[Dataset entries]
'''
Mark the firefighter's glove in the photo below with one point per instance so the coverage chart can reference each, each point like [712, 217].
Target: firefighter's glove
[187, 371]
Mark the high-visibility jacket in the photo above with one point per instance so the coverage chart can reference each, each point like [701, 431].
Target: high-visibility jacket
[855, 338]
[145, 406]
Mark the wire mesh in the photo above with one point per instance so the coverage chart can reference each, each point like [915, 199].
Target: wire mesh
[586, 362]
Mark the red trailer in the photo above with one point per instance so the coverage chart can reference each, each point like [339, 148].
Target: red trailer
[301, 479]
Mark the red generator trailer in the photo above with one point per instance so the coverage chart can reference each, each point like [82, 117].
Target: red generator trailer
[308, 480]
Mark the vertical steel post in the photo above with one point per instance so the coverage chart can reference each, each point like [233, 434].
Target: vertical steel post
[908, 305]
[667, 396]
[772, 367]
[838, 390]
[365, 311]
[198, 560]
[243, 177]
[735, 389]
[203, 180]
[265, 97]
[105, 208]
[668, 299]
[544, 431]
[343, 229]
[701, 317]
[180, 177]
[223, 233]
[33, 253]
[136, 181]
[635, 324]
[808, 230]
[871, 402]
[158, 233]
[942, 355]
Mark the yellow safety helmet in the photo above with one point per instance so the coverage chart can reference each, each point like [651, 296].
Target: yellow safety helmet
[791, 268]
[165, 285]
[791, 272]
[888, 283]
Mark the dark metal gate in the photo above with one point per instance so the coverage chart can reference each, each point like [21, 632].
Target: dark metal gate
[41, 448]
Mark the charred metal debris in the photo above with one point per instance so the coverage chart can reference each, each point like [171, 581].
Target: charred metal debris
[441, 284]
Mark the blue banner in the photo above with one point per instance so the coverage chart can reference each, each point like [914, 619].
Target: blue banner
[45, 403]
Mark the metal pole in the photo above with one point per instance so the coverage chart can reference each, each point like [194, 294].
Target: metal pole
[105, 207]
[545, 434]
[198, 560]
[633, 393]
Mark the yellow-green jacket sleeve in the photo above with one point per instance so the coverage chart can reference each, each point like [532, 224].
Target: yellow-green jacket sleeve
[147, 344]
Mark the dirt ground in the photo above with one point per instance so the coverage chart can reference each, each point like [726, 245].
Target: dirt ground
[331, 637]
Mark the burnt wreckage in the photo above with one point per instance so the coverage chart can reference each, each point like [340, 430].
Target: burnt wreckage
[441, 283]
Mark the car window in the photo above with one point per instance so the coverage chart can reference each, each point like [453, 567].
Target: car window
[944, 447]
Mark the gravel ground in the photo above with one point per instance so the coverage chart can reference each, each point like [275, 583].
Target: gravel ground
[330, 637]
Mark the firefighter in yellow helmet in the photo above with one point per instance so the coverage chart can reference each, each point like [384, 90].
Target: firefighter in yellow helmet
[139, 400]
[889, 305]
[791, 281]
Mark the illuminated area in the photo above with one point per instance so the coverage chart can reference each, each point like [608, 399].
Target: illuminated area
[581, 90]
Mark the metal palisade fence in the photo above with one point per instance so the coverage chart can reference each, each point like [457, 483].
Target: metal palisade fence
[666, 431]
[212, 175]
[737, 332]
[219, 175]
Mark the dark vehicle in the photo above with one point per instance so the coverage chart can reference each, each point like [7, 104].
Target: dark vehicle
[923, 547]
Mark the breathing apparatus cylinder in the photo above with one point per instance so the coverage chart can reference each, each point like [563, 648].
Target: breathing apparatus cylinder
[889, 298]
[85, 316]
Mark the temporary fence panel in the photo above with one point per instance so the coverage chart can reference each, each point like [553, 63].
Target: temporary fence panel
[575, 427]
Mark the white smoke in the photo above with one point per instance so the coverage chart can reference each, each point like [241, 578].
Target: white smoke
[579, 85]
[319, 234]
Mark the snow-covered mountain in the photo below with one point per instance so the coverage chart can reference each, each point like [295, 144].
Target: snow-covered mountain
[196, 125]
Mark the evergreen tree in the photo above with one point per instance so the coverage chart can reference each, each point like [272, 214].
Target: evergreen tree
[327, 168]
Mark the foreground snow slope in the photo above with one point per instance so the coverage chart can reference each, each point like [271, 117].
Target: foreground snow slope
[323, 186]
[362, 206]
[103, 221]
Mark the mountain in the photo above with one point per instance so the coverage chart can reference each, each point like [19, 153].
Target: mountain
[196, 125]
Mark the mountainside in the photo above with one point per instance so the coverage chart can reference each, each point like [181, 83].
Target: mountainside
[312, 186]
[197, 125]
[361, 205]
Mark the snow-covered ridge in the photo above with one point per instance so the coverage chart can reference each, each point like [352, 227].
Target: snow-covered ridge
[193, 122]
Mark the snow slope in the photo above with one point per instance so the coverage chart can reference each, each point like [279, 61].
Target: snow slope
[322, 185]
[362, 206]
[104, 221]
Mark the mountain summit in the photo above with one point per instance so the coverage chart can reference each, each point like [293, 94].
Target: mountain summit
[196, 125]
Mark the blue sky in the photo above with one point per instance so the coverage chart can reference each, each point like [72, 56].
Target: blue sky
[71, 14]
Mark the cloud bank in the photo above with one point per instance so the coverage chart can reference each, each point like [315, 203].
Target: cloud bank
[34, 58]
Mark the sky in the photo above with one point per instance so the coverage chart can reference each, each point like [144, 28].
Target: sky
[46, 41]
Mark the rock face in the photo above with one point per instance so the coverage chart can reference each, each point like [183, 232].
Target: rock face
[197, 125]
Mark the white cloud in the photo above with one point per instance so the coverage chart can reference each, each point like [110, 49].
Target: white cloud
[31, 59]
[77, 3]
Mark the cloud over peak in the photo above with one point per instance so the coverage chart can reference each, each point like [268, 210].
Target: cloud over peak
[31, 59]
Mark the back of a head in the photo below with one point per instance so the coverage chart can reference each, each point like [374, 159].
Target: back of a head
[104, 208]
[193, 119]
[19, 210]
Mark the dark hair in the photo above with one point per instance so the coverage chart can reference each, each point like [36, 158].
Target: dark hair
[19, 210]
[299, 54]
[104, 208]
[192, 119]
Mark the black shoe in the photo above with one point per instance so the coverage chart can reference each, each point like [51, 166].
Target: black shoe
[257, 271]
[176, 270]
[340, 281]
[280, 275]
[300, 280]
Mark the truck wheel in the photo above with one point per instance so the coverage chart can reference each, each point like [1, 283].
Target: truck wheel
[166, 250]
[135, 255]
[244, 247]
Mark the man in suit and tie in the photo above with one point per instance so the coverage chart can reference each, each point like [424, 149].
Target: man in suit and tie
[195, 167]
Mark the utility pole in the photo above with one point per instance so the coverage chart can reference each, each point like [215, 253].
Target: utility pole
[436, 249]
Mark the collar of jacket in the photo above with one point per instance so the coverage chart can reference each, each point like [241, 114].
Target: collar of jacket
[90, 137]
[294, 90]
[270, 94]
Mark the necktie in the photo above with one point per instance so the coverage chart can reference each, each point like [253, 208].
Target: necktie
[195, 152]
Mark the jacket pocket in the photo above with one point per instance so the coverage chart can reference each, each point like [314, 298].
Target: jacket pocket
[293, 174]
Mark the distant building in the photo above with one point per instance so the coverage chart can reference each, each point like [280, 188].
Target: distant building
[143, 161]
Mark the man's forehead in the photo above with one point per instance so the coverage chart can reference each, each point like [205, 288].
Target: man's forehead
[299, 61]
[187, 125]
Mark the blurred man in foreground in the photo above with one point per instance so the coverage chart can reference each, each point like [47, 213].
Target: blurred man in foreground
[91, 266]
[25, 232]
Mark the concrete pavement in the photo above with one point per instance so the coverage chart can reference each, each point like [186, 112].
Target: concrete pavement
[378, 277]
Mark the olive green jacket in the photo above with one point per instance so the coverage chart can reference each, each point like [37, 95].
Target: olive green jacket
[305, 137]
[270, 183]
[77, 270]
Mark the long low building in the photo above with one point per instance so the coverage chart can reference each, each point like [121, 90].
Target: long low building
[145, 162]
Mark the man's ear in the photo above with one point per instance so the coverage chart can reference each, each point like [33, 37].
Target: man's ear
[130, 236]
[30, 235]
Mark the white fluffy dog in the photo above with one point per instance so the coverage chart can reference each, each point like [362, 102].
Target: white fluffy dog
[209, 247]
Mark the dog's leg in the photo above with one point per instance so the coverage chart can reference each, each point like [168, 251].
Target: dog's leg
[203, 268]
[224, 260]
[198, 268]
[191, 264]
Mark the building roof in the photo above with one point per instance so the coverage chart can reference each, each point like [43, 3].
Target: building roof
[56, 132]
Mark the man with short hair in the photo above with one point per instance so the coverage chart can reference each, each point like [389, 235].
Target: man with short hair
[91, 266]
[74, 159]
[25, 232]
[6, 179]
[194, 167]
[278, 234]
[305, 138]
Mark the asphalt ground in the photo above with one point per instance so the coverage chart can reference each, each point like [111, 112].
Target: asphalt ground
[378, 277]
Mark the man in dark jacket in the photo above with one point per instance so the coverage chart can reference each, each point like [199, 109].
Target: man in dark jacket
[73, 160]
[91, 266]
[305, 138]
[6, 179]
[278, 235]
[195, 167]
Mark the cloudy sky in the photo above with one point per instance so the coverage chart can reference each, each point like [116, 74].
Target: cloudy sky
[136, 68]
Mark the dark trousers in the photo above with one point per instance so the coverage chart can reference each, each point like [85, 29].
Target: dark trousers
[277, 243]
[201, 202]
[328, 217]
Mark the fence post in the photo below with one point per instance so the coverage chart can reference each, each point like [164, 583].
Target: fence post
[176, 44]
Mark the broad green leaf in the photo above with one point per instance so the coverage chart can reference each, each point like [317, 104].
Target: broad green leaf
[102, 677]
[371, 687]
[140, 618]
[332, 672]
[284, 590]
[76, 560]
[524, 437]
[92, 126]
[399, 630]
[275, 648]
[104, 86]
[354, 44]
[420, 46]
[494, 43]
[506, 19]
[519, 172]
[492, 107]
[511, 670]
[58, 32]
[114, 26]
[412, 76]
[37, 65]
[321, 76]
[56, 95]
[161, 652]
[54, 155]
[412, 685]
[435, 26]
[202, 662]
'''
From the line with "Mark the dog's" to the last line of the material, give every line again exactly, and only those lines.

* _ANSWER TO THE TASK_
Mark the dog's leg in the photo above with one point per instance so the coverage chart can reference each, each point like [168, 251].
Target: dog's leg
[203, 268]
[224, 260]
[198, 268]
[191, 264]
Mark the building roof in the photo above with one point per instance so the coverage chart can reference each, each point like [43, 3].
Target: building roof
[56, 132]
Mark the man with short hair in the photo above with one point per instance so the coverage chart can reference each, each point like [389, 235].
Target: man with short hair
[91, 266]
[74, 159]
[25, 232]
[6, 179]
[194, 167]
[278, 234]
[305, 138]
Mark the asphalt ground in the photo above with one point per instance so the coverage chart can reference each, each point like [111, 112].
Target: asphalt ground
[378, 277]
Mark the man in dark jacket in the photo above with one point per instance so the coverage chart can reference each, each point like [199, 109].
Target: man in dark jacket
[73, 160]
[91, 266]
[305, 138]
[6, 179]
[278, 235]
[195, 167]
Mark the cloudy sky in the photo above with one point per instance so the coverage chart can reference each, each point like [116, 74].
Target: cloudy sky
[136, 68]
Mark the dark trousers in the photo above with one point per instance so the coverage chart can reference each, each point like [85, 29].
Target: dark trousers
[277, 243]
[201, 202]
[328, 217]
Mark the fence post in the photo below with one point per instance so the coverage chart can reference each, each point like [164, 583].
Target: fence post
[176, 44]
Mark the broad green leaf in the photo above with one point per instance so the coverage chart can reference each, each point like [317, 104].
Target: broad green leaf
[102, 677]
[371, 687]
[140, 618]
[332, 672]
[284, 590]
[76, 560]
[524, 437]
[92, 126]
[399, 630]
[275, 648]
[104, 86]
[354, 44]
[420, 46]
[494, 43]
[506, 19]
[519, 172]
[492, 107]
[511, 670]
[58, 32]
[114, 26]
[412, 76]
[37, 65]
[321, 76]
[56, 95]
[161, 652]
[54, 155]
[412, 685]
[435, 26]
[202, 662]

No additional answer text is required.